→ WHAT TO WORK ON:
According to the appreciation letter to Dr. Dianne M. Perez, what recognition did her article receive?

→ TEXT UNDER STUDY:
▬▬▬▬▬▬▬▬▬▬
Heartfelt Appreciation for Dr. Dianne M. Perez's Outstanding Contribution to Interventional Cardiology



On behalf of the editorial board, we extend our sincere gratitude and heartfelt appreciation for your invaluable contribution to Interventional Cardiology. Your recently published article entitled “The promise and problems of metabolic-based therapies for heart failure” has not only demonstrated a high standard of excellence but has also significantly enriched the field.

We are delighted to inform you that your article has been selected as the Best Article of the Year for 2021. This recognition is a testament to the exceptional quality and impact of your work. Your dedication to advancing the knowledge and practice in Interventional Cardiology has not gone unnoticed, and we believe that your research will continue to inspire and guide others in the field.

Congratulations on this well-deserved achievement! We recognize the effort, time, and expertise you have invested in your work, and we are proud to showcase it as an exemplary contribution to our journal.
▬▬▬▬▬▬▬▬▬▬
Stored data entries:
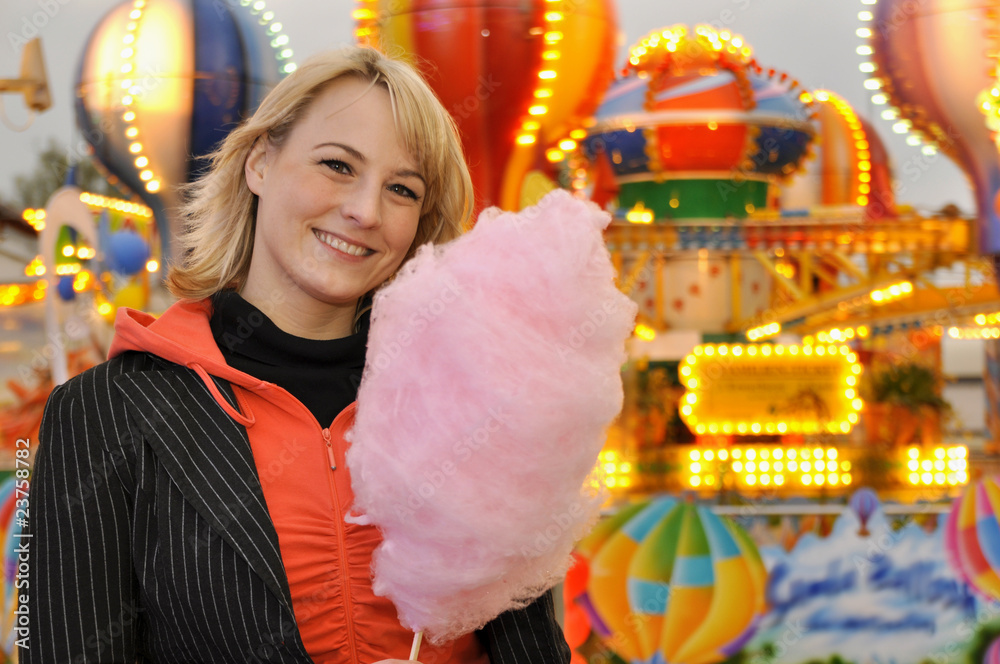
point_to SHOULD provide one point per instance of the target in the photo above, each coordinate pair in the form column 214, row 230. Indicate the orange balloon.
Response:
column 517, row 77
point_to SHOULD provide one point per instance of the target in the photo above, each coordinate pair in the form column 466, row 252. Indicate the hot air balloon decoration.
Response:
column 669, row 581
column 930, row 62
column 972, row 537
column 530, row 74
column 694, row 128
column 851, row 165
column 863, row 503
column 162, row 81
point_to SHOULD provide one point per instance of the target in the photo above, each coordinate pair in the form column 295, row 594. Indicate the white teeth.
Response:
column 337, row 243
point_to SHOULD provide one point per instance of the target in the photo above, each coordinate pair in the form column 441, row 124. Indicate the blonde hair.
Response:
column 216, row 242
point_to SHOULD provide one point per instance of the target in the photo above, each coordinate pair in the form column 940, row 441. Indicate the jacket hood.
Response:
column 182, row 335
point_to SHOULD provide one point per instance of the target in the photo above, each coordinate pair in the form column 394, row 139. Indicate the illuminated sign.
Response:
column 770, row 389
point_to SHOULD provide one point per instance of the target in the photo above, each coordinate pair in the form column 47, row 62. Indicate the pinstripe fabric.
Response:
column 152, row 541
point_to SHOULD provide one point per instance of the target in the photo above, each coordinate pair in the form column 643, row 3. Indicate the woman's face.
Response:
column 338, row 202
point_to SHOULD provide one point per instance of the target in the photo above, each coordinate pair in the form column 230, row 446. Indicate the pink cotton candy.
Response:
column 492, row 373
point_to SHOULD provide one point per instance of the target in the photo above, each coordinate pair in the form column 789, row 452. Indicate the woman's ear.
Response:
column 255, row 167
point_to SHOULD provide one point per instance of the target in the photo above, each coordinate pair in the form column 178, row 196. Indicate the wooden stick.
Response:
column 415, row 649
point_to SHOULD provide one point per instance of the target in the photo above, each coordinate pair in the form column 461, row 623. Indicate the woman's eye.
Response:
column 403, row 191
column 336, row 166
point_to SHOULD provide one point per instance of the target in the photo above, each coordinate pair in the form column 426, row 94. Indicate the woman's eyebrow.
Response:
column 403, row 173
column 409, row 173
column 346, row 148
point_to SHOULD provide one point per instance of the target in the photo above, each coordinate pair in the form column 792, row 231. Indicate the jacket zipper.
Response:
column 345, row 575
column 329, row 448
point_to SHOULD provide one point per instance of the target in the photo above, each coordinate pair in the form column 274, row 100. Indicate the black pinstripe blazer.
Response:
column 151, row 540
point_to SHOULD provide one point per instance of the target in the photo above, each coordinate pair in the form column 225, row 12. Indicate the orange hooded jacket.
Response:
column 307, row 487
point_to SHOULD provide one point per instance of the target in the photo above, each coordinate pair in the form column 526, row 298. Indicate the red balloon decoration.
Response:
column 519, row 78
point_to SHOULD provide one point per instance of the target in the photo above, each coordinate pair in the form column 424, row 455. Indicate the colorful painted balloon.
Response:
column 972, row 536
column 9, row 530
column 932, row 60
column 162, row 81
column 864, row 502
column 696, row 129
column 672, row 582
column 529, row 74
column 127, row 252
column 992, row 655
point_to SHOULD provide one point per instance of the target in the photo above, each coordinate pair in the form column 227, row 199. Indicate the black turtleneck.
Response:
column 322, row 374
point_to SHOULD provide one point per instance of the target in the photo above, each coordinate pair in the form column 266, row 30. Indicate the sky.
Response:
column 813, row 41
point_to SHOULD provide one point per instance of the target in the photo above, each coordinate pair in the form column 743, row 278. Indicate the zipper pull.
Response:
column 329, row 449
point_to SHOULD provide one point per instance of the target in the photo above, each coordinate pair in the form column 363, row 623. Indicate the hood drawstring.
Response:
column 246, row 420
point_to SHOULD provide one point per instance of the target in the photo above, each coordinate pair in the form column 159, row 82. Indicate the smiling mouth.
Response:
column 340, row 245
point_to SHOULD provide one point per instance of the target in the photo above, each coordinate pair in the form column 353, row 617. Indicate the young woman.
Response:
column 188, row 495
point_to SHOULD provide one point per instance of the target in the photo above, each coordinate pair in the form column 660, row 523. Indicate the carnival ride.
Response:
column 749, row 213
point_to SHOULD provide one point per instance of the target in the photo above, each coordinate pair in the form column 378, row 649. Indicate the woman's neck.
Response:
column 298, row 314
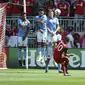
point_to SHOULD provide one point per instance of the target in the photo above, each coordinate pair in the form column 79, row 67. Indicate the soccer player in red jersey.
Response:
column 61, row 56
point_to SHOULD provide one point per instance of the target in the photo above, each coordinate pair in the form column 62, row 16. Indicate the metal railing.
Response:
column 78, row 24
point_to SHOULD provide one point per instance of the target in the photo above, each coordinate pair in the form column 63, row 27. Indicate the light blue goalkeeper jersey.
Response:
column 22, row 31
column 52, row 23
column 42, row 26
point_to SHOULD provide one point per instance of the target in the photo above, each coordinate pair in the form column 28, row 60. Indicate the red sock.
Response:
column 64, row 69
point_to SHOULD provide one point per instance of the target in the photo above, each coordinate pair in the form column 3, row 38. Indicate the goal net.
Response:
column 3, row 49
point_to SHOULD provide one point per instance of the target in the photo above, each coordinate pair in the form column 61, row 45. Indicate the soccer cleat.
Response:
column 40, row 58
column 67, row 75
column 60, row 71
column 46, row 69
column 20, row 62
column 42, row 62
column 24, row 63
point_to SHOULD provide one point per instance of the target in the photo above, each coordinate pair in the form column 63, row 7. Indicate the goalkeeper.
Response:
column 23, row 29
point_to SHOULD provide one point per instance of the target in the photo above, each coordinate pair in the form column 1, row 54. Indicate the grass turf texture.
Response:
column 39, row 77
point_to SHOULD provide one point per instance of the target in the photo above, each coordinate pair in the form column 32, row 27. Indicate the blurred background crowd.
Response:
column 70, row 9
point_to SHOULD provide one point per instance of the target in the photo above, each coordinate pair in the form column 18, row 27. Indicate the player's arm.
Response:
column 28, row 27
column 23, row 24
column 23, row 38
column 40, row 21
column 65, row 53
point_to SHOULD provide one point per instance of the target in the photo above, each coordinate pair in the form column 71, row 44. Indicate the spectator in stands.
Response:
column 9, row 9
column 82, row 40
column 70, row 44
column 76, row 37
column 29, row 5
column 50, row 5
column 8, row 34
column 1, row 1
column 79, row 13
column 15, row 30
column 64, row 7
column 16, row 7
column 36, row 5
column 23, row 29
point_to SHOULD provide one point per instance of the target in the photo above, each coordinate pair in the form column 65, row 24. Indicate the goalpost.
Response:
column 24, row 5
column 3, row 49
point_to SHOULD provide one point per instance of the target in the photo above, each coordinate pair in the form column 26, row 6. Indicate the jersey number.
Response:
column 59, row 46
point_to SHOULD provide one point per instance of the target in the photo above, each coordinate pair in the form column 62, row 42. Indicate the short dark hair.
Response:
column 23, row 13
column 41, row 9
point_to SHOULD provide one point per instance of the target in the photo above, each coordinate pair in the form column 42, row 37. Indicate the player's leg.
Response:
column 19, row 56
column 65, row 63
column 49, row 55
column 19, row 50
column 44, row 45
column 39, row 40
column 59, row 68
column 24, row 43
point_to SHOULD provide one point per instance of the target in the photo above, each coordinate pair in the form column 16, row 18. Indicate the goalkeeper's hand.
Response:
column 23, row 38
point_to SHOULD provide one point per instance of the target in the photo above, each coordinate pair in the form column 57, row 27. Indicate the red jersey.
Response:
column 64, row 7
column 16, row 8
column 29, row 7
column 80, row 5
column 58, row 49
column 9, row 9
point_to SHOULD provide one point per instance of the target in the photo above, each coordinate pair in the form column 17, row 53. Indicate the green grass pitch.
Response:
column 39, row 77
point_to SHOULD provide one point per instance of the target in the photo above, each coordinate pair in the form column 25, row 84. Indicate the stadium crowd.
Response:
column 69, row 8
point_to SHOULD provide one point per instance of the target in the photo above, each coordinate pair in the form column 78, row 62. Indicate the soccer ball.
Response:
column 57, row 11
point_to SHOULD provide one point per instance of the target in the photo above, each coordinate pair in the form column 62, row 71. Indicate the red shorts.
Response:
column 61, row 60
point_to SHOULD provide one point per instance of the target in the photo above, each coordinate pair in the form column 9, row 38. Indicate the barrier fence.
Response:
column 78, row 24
▬▬▬▬▬▬▬▬▬▬
→ WRITTEN REPLY:
Her article was selected as the Best Article of the Year for 2021.